What you have to do:
Rewrite the records below, changing "paved stone square" to "cobblestone plaza" and leaving everything else unchanged. Leave the pictures out.

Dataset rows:
+---+

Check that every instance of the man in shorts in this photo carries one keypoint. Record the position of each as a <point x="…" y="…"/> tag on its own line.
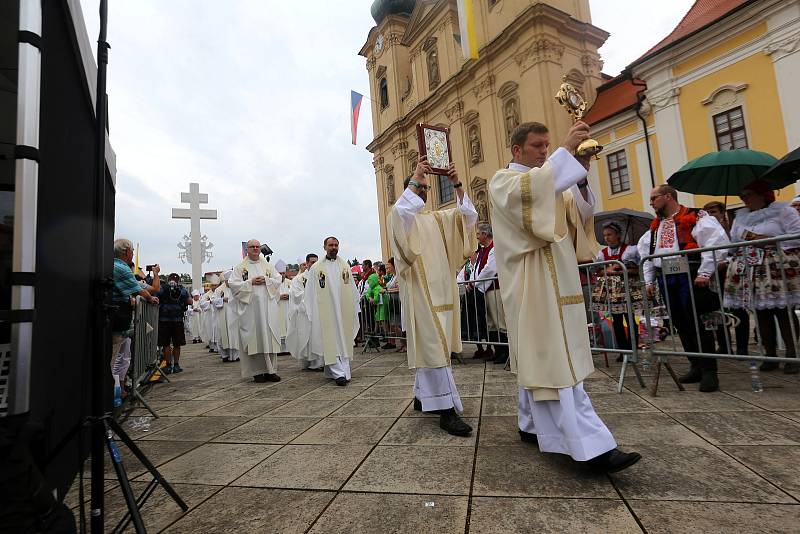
<point x="173" y="301"/>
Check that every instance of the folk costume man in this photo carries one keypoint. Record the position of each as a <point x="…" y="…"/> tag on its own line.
<point x="429" y="248"/>
<point x="299" y="333"/>
<point x="255" y="285"/>
<point x="541" y="231"/>
<point x="486" y="269"/>
<point x="331" y="301"/>
<point x="677" y="227"/>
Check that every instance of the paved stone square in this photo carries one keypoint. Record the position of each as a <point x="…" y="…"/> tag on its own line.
<point x="304" y="455"/>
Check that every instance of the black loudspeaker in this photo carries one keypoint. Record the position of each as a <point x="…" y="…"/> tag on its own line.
<point x="46" y="343"/>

+---+

Solved problem:
Check that every instance of the man in shorts in this photo carries one keypoint. Record the position of each as a <point x="…" y="…"/> tag on its own line.
<point x="173" y="301"/>
Check that every instance of the folk costume man in this photo carries one keypoint. Record the position of each as a <point x="…" y="…"/> tag on its own line.
<point x="429" y="248"/>
<point x="299" y="333"/>
<point x="255" y="285"/>
<point x="541" y="231"/>
<point x="486" y="269"/>
<point x="331" y="301"/>
<point x="677" y="227"/>
Check that every instance of the cobblestone plaza in this photo carries one keypoint. Record the position of each as a <point x="…" y="…"/> tag on its own line.
<point x="304" y="455"/>
Check that every instance of the black loudspeaker in this photo carries one keypoint. Record the position of each as a <point x="…" y="…"/> tag on its own line.
<point x="46" y="343"/>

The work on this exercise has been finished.